[ESTRATTO DEL BRANO]
********************

Così a vent’anni la prima volta che ho messo delle cuffie alle orecchie e mi son trovata con un microfono di fronte non sapevo cosa avrei dovuto dire! Improvvisavo, così come gli altri ragazzi che con me erano capitati a fare lo stage curricolare nella web radio universitaria. In realtà alcuni di loro erano molto più navigati e bravi di me, infatti nei primi tempi mi limitavo ad ascoltare e imparare, aggiungendo qui e là una battuta di circostanza. Poi un giorno, ritrovateci in un gruppo di sole ragazze i tutor ci hanno voluto sfidare, chiedendoci di inventarci un programma ex novo, originale e coinvolgente! Non vi dico quel che ne è uscito fuori da quel giorno in poi… Ideare un format e tagliartelo su te stesso e ben altra cosa che fare il semplice speaker, questo l’ho capito subito. “Maquillage” era un programma tutto al femminile che ci dava la possibilità di raccontarci e tirare fuori le nostre personalità: sigle, testi, montaggio, era tutto nelle nostre mani! Una grande soddisfazione riascoltare la puntata finita, incredule che fosse tutta opera nostra. Eh già, dopo un pò anche quell’attività mi aveva così affascinato che iniziavo a pensare che chissà, forse, avrei potuto coltivarla.

Devo dire che però, dopo aver proposto un programma estivo in una radio locale (mai partito) e iniziato ad ideare una web radio con i miei amici (progetto che ci balena sempre), per alcuni anni non mi sono cimentata più in questa veste. Un nuovo laboratorio radio durante la laurea specialistica ha però confermato la mia passione: anche lì un nuovo programma ideato con le mie colleghe e una puntata pilota registrata nel caldo di Luglio. Tanto divertimento ma uno scarso risultato finale, che non ci aveva di certo assicurato il 30 e lode a cui ambivamo! Ma era stato bello lo stesso.

L’ultima volta che mi sono avvicinata al mondo radiofonico è stata durante la collaborazione con Radio Vaticana, anche se in quel caso era più di taglio giornalistico: registravo le mie interviste in giro per Roma, montavo il mio pezzo e lo consegnavo in redazione, accompagnato dal lancio per il pezzo. Mi piaceva giocare con la mia voce e impostarla con tocco professionale ma probabilmente neanche questa era la mia strada.

********************

[DATI DI PARTENZA]
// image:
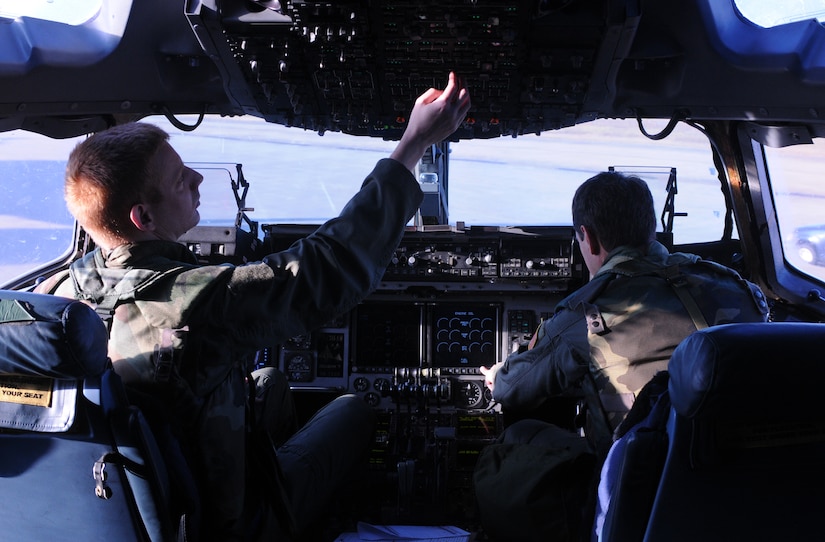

********************

[ESERCIZIO BREVE]
Estrai dal brano sulle esperienze radiofoniche il tratto che va da "Devo dire che" fino a "bello lo stesso.", riportandolo senza alcuna modifica.

[SOLUZIONE ESERCIZIO]
Devo dire che però, dopo aver proposto un programma estivo in una radio locale (mai partito) e iniziato ad ideare una web radio con i miei amici (progetto che ci balena sempre), per alcuni anni non mi sono cimentata più in questa veste. Un nuovo laboratorio radio durante la laurea specialistica ha però confermato la mia passione: anche lì un nuovo programma ideato con le mie colleghe e una puntata pilota registrata nel caldo di Luglio. Tanto divertimento ma uno scarso risultato finale, che non ci aveva di certo assicurato il 30 e lode a cui ambivamo! Ma era stato bello lo stesso.